-------- SELECTED EXTRACT
Jerusalem, 6 p.m. The end-of-workday whistle blows. Crowds of people file out of their offices and stream into outdoor cafes and shops. The sun, a perfect, golden orb, is just beginning to dip in the sky. It's cocktail hour in the Holy City, and life looks divine.
Then a shadow crosses the massive, polished Dome of the Rock.. And another shadow. Suddenly the air is swarming with mud-coloured jets and helicopters that have crossed the Mediterranean Sea. Tanks, like a colony of ants, charge across the desert. Bombs explode. Buildings tumble. The sky goes black. It's 6:05.

Cut to a different time and place. On a 747 from Chicago to Heathrow, flight attendants are, at first, perplexed. Then terrified. Passengers have vanished from their seats, leaving rumpled Levi's, suit jackets, baby sleepers, wedding rings and dental fillings. On the ground, cars and buses -- suddenly driverless -- are crashing. Subway trains are derailing. In a flash, more than 150 million people simply disappear.

Could this be the sequel to Invasion of the Body Snatchers? Uh, no. This story is more gripping -- and, according to biblical prophecy, more authentic -- than that.

Lights, camera, Rapture! The scenes are, in fact, part of a $17.4-million movie, called Left Behind, based on thebest-selling book series of the same name. This film, and its sequel Left Behind II: Tribulation Force, made by a tiny St. Catharines, Ont., company called Cloud Ten Pictures, have together grossed more than $130-million (U.S.) in video and box-office sales.

And this powerhouse, Christian-fundamentalist brand of videos and paperbacks (the latter is consistently found among New York Times bestsellers, with more than 60 million books sold) has sparked one of the hottest genres in literature, TV and cinema. Let's call it endtimes entertainment.

These hugely popular books and movies are based on the Apocalypse, or Armageddon, as foretold in the New Testament's Book of Revelation. According to Christian theology -- a belief especially close to the hearts of fundamentalists -- during the Apocalypse the faithful will be raptured (think, giant vacuum) up to heaven.

Then begins a seven-year period of hell on Earth, with the Antichrist throwing his weight around, locusts swarming, seas turning to blood. It's overall abject misery. Then Christ beats the Beast at Armageddon and begins His 1,000-year reign of peace and prosperity.

In bookstores, some evangelical Christian thrillers have broken sales records set by beach-bag staple John Grisham. Armageddon, the 11th in the Left Behind series, had a print run of three million and shot to the top of the New York Times fiction list this April, selling faster than the average Stephen King title. And Cloud Ten's founders, two lads from North Bay, Ont., are still on cloud, uh, number nine from the heavenly spoils of their Left Behind movies, which combined B-list stars, the fear of the Apocalypse, and Nick Mancuso as Satan, and turned the unholy mixture into a to-drool-for franchise that outsells Hollywood blockbusters such as Erin Brockovich and American Beauty on video.
----------------
> _GOAL A_
Reproduce the part of the Left Behind article that opens with the words containing "Then begins a" and closes with "peace and prosperity.".
The article and the records are unrelated material.
-------- PROVIDED DATA
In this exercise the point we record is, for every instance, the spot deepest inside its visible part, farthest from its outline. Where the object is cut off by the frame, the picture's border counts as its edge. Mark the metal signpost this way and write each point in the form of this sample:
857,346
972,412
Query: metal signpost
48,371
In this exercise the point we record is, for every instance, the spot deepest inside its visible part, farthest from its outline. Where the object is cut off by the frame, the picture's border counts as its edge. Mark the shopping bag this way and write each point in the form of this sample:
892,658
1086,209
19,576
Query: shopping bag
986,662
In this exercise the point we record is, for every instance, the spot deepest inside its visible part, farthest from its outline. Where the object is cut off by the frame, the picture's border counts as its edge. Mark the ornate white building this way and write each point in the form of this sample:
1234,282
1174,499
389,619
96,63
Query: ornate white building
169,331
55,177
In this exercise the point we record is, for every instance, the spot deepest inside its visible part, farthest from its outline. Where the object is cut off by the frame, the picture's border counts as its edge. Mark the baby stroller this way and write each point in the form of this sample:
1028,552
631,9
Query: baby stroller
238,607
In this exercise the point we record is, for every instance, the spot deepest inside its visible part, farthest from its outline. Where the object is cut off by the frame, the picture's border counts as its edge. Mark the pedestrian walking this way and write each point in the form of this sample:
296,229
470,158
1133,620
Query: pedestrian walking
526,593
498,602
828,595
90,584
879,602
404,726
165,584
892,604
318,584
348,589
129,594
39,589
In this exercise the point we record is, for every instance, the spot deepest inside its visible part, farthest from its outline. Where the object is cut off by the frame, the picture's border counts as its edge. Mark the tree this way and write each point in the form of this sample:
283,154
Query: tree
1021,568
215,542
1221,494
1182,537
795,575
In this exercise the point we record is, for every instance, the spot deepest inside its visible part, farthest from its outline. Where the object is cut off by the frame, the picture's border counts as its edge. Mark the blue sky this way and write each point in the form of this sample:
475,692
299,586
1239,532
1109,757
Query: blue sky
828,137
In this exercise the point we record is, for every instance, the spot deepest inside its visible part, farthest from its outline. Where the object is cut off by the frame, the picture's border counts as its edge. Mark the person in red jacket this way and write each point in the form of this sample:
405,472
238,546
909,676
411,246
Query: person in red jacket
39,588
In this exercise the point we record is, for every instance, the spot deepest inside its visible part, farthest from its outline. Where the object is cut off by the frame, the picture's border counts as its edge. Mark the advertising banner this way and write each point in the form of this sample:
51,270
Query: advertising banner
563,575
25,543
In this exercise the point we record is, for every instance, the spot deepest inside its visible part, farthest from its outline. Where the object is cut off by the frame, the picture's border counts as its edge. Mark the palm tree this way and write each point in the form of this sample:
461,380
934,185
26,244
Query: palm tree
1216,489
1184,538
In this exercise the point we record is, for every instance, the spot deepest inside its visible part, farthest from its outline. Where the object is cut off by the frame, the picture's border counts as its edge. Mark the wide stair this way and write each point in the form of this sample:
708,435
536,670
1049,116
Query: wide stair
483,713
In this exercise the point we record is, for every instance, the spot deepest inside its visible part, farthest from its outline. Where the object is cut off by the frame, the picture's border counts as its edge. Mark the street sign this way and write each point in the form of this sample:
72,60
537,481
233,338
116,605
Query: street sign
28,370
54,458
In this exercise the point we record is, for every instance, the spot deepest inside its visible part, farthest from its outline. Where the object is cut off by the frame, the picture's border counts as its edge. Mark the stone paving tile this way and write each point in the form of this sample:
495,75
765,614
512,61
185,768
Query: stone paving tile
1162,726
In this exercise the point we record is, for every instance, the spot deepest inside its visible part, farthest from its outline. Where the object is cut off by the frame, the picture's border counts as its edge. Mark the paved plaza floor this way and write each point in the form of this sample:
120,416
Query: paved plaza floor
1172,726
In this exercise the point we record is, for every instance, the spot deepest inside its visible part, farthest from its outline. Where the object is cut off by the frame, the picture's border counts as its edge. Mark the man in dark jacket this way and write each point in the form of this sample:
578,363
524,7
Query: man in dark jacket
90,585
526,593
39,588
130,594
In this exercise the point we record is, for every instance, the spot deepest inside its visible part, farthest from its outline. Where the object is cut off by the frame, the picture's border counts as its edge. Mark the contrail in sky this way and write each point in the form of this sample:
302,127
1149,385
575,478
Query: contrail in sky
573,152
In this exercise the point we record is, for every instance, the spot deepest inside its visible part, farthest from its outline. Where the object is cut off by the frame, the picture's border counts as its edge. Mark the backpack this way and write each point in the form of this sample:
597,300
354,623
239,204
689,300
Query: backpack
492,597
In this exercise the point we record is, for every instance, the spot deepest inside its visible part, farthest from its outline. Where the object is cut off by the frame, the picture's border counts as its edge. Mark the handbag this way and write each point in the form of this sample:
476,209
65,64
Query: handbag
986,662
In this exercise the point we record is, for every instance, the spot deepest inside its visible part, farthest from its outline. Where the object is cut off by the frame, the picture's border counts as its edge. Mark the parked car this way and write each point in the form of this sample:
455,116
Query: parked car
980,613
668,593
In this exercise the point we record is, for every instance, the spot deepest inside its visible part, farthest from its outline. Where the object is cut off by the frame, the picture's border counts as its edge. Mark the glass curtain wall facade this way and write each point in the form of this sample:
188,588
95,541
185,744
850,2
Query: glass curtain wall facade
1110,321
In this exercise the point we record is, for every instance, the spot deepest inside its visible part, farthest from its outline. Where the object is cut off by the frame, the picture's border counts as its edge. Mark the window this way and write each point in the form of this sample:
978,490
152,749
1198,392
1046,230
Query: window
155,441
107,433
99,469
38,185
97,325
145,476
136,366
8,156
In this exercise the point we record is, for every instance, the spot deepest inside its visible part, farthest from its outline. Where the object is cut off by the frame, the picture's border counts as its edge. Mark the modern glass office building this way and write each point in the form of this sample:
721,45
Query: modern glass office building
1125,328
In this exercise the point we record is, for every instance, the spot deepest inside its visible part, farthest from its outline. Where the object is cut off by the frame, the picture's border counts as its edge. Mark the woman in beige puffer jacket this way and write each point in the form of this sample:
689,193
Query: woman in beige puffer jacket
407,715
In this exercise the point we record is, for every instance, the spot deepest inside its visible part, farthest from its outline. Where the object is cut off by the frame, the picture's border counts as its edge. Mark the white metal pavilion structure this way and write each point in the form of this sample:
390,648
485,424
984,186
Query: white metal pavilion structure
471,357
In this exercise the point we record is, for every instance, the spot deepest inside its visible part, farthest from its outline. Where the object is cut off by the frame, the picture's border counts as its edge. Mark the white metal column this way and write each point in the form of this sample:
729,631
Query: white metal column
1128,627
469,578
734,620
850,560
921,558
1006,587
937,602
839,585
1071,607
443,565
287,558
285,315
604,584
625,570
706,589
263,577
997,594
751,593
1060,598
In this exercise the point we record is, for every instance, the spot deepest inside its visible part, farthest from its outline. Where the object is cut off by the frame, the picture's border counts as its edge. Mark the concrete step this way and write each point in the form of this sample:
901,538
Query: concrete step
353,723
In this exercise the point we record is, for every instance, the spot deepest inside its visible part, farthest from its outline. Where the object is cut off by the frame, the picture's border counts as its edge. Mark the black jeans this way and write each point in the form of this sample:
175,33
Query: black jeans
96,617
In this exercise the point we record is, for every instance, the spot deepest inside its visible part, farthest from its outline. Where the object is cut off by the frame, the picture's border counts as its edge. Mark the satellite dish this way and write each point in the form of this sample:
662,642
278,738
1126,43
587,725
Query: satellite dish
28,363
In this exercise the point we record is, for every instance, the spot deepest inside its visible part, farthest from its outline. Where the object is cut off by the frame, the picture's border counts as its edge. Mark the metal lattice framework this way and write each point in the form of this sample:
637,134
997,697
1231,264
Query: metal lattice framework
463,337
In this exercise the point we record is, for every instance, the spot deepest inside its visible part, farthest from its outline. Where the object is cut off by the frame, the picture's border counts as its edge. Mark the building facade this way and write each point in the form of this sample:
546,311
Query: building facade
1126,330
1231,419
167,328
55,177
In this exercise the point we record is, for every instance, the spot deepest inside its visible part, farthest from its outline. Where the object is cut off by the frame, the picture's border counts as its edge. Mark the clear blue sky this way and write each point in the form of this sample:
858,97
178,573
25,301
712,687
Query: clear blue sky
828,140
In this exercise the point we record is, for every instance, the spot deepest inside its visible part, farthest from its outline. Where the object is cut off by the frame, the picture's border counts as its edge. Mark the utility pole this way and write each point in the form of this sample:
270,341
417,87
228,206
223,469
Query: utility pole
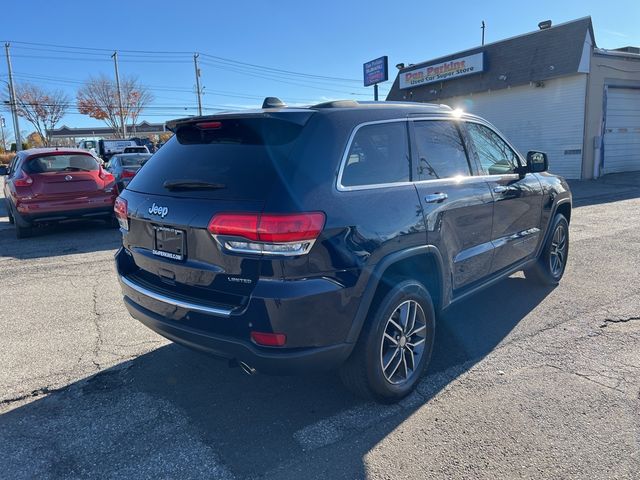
195,64
4,143
124,127
12,99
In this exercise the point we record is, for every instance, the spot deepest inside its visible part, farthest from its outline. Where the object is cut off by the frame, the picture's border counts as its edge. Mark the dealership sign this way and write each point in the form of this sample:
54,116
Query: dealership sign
439,72
376,71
----------------
> _GOAL B_
Pull out every line of the records that contains the string "pole". Case counts.

> _EXERCISE OUTPUT A_
Then begins a seven-year period of hell on Earth, with the Antichrist throwing his weight around, locusts swarming, seas turning to blood. It's overall abject misery. Then Christ beats the Beast at Armageddon and begins His 1,000-year reign of peace and prosperity.

> _EXERCISE OUTPUT B_
In this exercise the point we record is, for every instance, the spot deepest inside its visible part, farthest from its outline. Where the object is cut off by the frame, the picture's border counts as its edge. Mark the utility pole this way and write each point in the form of this sample:
Query: utility pole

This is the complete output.